• Selection:
ETH price is forming a decent support near the $134 level against the US Dollar.
The price is currently moving higher and testing the key $136 resistance and the 100 hourly SMA.
There is a major bearish trend line formed with resistance at $136 on the hourly chart of ETH/USD (data feed via Kraken).
The pair could start a solid upward move once it settled above $136 and the 100 hourly SMA.

Ethereum price is currently approaching key hurdles against the US Dollar and bitcoin. ETH is likely to climb higher sharply once it breaks the $136 and $138 resistance levels.
Ethereum Price Analysis
Recently, there was a slow decrease in ETH price after it failed to clear the $138 resistance against the US Dollar. The ETH/USD pair formed a couple of lower highs and declined below the $136 support level. There was even a close below the $136 support and the 100 hourly simple moving average. The price traded close to the $134 support, where buyers emerged and protected further losses. Later, the price corrected higher above $135 and the 23.6% Fib retracement level of the recent decline from the $138 high to $134 low.
However, the previous support near the $136 level is now acting as a resistance. Besides, there is a major bearish trend line formed with resistance at $136 on the hourly chart of ETH/USD. The pair is also facing hurdles near the 100 hourly simple moving average, currently near $136. Finally, the 50% Fib retracement level of the recent decline from the $138 high to $134 low is also near $136. Therefore, the $136 level and the 100 hourly SMA are crucial hurdles.

• Data excerpts:

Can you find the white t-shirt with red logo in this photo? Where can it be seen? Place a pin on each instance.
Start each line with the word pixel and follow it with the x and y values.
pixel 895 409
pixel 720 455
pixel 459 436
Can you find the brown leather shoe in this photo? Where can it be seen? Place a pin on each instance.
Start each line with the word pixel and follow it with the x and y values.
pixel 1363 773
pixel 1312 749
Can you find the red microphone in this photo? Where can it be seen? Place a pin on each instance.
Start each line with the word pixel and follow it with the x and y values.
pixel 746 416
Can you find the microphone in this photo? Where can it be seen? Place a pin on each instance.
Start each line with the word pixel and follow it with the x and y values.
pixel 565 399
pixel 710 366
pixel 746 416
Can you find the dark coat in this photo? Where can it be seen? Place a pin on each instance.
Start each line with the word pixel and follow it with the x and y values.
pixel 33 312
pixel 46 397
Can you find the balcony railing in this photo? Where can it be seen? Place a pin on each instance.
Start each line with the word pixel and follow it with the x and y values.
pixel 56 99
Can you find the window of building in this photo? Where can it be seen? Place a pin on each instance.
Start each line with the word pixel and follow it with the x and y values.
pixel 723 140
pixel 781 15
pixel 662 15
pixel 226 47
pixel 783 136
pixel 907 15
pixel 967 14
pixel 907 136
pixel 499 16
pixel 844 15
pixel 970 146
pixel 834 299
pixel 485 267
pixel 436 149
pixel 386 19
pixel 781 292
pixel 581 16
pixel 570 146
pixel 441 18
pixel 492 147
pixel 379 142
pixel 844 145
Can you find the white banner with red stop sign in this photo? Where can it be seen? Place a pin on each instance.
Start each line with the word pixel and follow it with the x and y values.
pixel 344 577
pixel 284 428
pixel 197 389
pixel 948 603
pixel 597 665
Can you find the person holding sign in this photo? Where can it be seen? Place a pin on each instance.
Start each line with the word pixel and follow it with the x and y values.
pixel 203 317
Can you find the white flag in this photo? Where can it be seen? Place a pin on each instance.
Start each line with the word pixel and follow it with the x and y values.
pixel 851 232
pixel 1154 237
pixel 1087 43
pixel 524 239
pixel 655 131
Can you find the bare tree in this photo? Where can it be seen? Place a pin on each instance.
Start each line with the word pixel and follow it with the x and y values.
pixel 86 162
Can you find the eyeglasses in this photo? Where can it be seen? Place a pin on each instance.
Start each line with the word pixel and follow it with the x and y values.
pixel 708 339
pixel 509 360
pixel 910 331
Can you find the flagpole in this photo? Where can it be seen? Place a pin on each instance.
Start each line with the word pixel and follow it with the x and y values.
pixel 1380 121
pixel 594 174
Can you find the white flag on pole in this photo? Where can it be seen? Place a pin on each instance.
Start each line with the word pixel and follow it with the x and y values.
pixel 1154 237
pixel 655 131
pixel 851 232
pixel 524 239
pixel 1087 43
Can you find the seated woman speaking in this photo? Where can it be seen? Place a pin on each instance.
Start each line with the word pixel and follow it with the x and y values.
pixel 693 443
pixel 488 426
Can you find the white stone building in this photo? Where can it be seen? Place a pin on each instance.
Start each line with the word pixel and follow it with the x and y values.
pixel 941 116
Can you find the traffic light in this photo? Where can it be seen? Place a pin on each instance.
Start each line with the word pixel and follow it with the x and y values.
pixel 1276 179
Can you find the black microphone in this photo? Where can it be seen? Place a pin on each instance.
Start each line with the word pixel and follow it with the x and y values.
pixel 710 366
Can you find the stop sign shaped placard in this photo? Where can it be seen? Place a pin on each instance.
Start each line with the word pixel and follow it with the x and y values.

• Instructions for the task:
Answer these questions from the Ethereum price analysis:
(a) Which exchange supplies the data feed for the hourly ETH/USD chart?
(b) Near which price level did buyers emerge and protect further losses?
(c) Which Fib retracement level of the decline from the $138 high to the $134 low is near $136?

• Completed exercise:
(a) Kraken
(b) The $134 support
(c) The 50% Fib retracement level